— GIVEN PROBLEM A —
In the records, rewrite the part that opens with the line containing "Where in the photo above do you see the wristband?" and closes with the line containing "[376,133,386,143]", replacing "navy blue shorts" with "dark blue shorts" and leaving everything else unchanged. Return only those lines.

--- BEGIN TEXT PASSAGE ---

There are at least two possibilities. One is that the court and jury found insufficient evidence that Jessup committed a tort or civil rights violation, so that Oaklawn was not liable under the doctrine of respondeat superior. But another is that Jessup was acting outside the scope of his agency or employment with Oaklawn, such that Oaklawn was not liable for any tort committed by Jessup. Under the second possibility, the issue of Jessup's personal liability to Stephens for the alleged torts has not been actually litigated and determined. Because the record does not establish that the issues raised in this action were actually litigated in 2010, the doctrine of issue preclusion does not justify dismissal of the claims against Jessup.

Jessup argues that we should affirm on an alternative ground that claim preclusion bars this action, but we conclude that this doctrine also fails to support dismissal. Claim preclusion in Arkansas bars a claim in a second suit when five elements are satisfied:

(1) the first suit resulted in a final judgment on the merits; (2) the first suit was based upon proper jurisdiction; (3) the first suit was fully contested in good faith; (4) both suits involve the same claim or cause of action; and (5) both suits involve the same parties or their privies.

Ark. Office of Child Support Enf't v. Williams, 338 Ark. 347, 995 S.W.2d 338, 339 (Ark.1999). The fifth element is lacking here. Oaklawn and Jessup are not the same party, and they are not “privies” under the circumstances of this case.

--- END TEXT PASSAGE ---
--- BEGIN EXTRACTED MATERIAL ---

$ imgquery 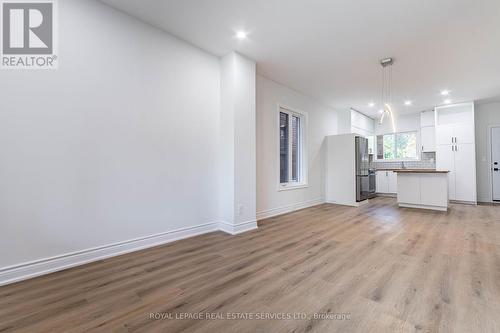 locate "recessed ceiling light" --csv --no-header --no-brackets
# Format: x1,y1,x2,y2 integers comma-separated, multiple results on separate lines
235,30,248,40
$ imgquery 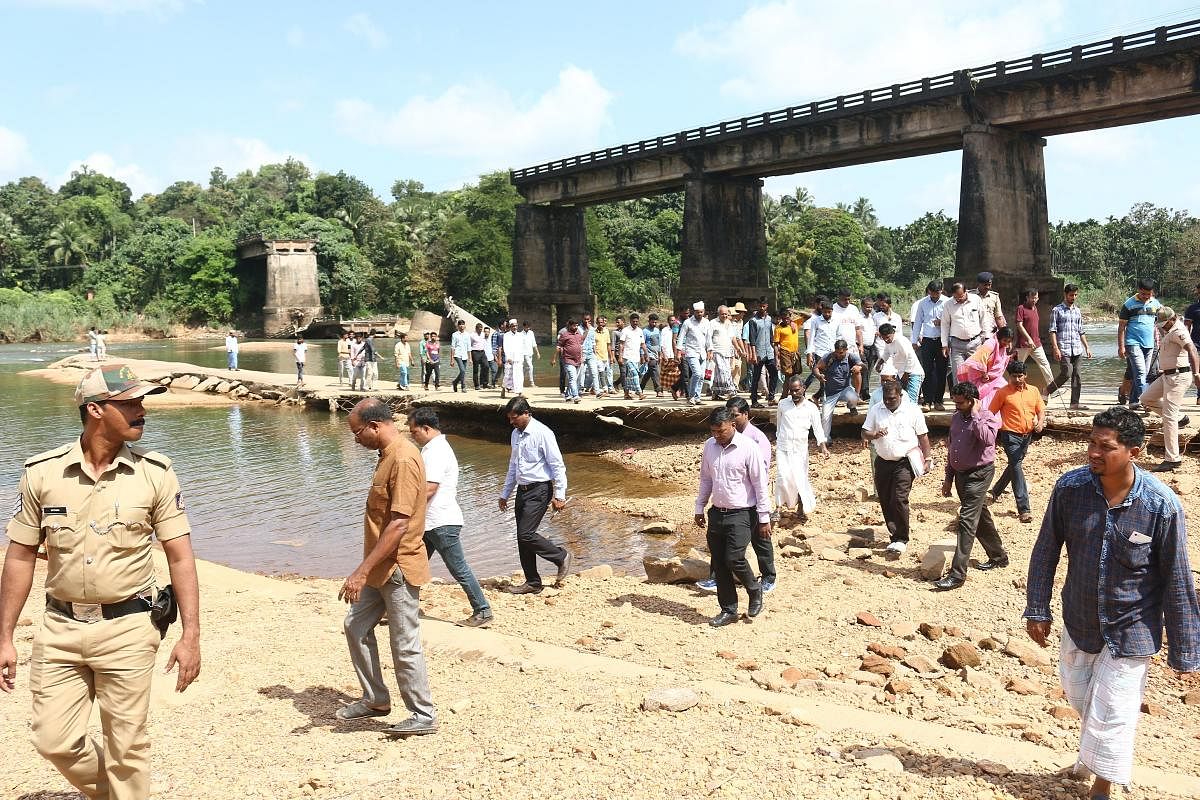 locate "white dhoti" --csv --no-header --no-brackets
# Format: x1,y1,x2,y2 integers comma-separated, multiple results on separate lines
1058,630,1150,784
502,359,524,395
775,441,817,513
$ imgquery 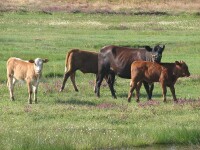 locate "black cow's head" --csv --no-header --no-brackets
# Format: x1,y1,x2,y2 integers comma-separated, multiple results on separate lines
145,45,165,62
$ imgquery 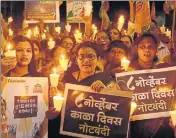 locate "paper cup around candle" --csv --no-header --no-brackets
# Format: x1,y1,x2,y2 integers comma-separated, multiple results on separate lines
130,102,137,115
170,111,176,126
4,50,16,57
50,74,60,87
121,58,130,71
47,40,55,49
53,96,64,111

--- END EXTRACTED MATERIAL ---
--- BEGIN EXTRACTED MATERIAL ---

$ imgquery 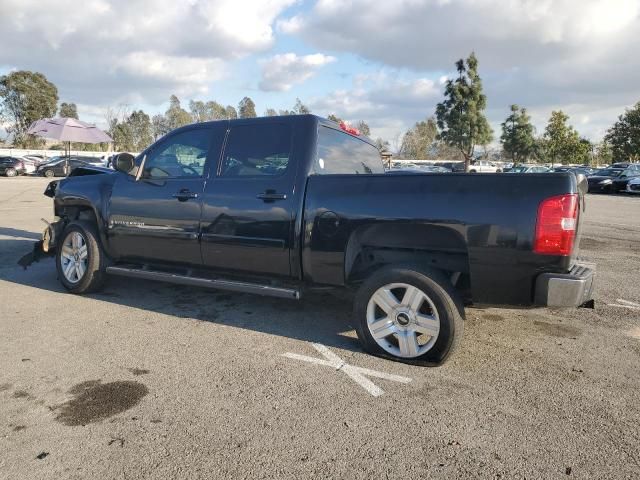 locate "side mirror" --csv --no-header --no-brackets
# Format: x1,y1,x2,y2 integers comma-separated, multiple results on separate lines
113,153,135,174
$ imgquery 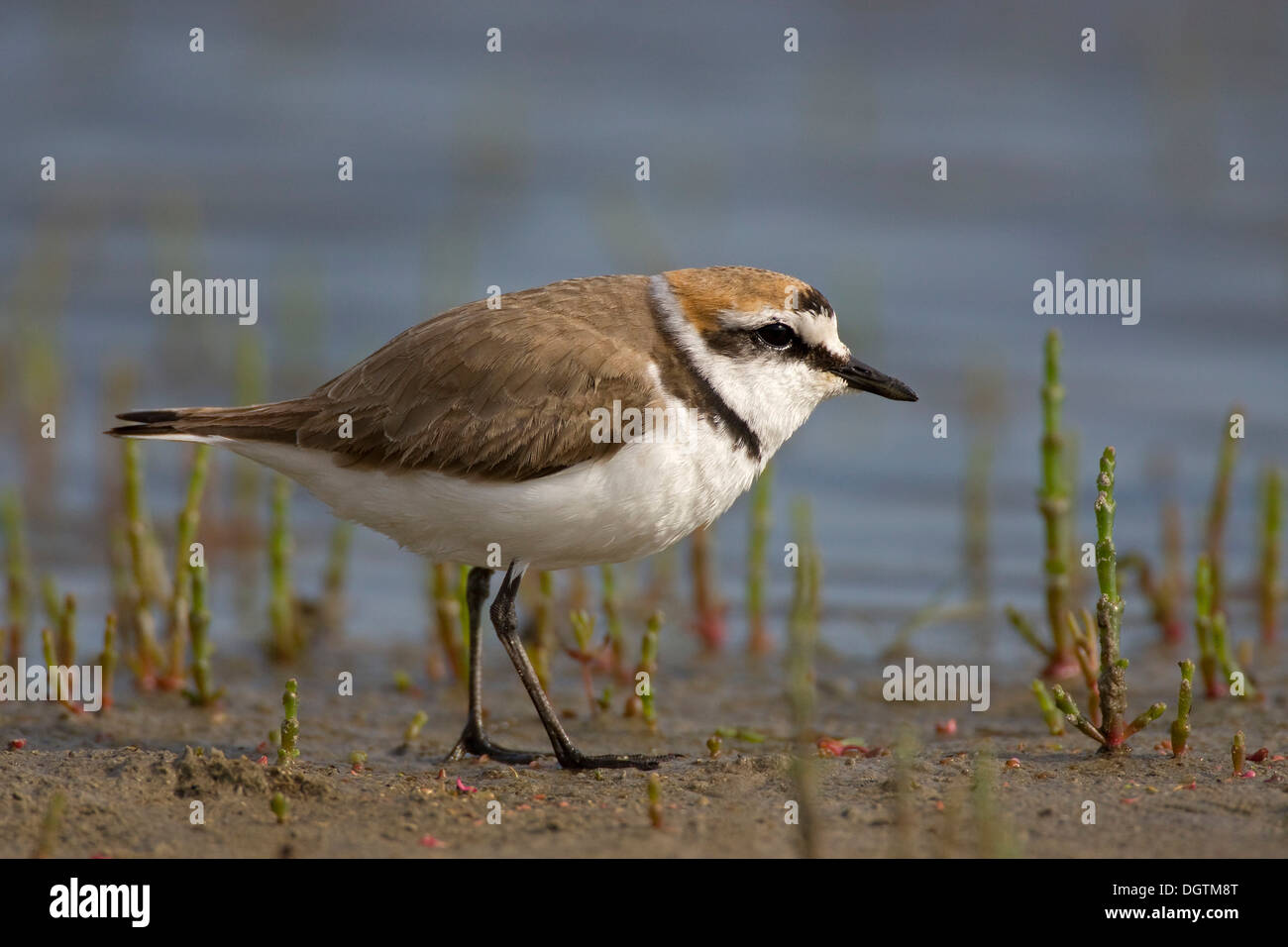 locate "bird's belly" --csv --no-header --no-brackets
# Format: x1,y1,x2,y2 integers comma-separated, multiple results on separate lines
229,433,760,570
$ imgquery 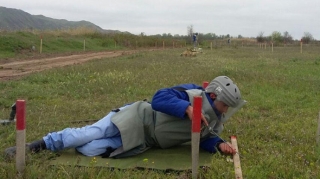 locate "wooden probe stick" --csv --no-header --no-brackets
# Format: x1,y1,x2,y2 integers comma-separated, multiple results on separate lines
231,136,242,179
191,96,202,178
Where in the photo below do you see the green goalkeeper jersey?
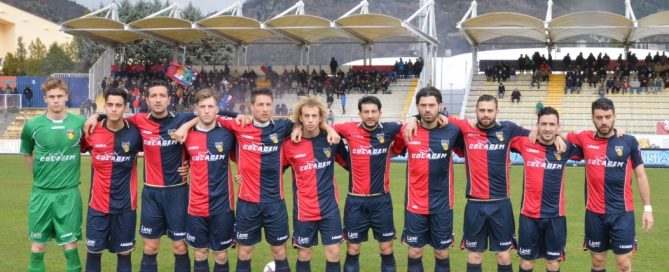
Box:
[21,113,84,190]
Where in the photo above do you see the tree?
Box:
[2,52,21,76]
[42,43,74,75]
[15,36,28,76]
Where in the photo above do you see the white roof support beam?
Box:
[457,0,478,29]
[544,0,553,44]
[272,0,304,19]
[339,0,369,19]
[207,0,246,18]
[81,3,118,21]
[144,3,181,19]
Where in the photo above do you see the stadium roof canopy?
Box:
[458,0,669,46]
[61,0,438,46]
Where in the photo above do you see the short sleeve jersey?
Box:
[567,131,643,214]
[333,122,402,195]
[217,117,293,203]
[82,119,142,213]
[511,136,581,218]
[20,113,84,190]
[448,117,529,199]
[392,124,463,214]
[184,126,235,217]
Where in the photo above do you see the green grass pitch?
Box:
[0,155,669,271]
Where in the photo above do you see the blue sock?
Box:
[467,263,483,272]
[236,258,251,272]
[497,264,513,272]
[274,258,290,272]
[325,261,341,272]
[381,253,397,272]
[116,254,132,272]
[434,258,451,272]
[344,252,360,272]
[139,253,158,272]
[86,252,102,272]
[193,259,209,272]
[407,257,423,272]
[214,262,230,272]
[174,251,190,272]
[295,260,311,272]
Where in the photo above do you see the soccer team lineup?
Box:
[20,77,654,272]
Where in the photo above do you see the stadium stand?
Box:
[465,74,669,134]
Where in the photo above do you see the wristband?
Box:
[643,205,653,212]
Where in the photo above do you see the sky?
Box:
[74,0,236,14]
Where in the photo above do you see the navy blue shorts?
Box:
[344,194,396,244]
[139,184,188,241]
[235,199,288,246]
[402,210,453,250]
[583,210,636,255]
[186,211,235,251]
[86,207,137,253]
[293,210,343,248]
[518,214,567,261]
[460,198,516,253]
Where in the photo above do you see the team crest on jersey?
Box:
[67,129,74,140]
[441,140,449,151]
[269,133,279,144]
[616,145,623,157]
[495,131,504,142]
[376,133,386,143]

--- END EXTRACTED MATERIAL ---

— GIVEN PROBLEM B —
Output the part of the court opinion excerpt that opens with the words containing "(1) the first" and closes with "of this case.", copied word for word.

— TASK ANSWER A —
Where in the photo above do you see the wristband?
Box:
[643,205,653,212]
Where in the photo above do you see the sky?
Box:
[74,0,236,14]
Where in the photo above do you see the dark blue shorts?
Box:
[344,194,396,244]
[139,184,188,241]
[235,199,288,246]
[402,210,453,250]
[583,210,636,255]
[186,211,235,251]
[86,207,137,253]
[293,210,343,248]
[518,214,567,261]
[460,198,516,253]
Where in the photo above do you see the team crest on jersey?
Box:
[67,129,74,140]
[441,140,449,151]
[269,133,279,144]
[616,145,623,157]
[495,131,504,142]
[376,133,386,143]

— TASK ANSWER B —
(1) the first suit resulted in a final judgment on the merits; (2) the first suit was based upon proper jurisdiction; (3) the first suit was fully contested in good faith; (4) both suits involve the same claim or cause of action; and (5) both suits involve the same parties or their privies.

Ark. Office of Child Support Enf't v. Williams, 338 Ark. 347, 995 S.W.2d 338, 339 (Ark.1999). The fifth element is lacking here. Oaklawn and Jessup are not the same party, and they are not “privies” under the circumstances of this case.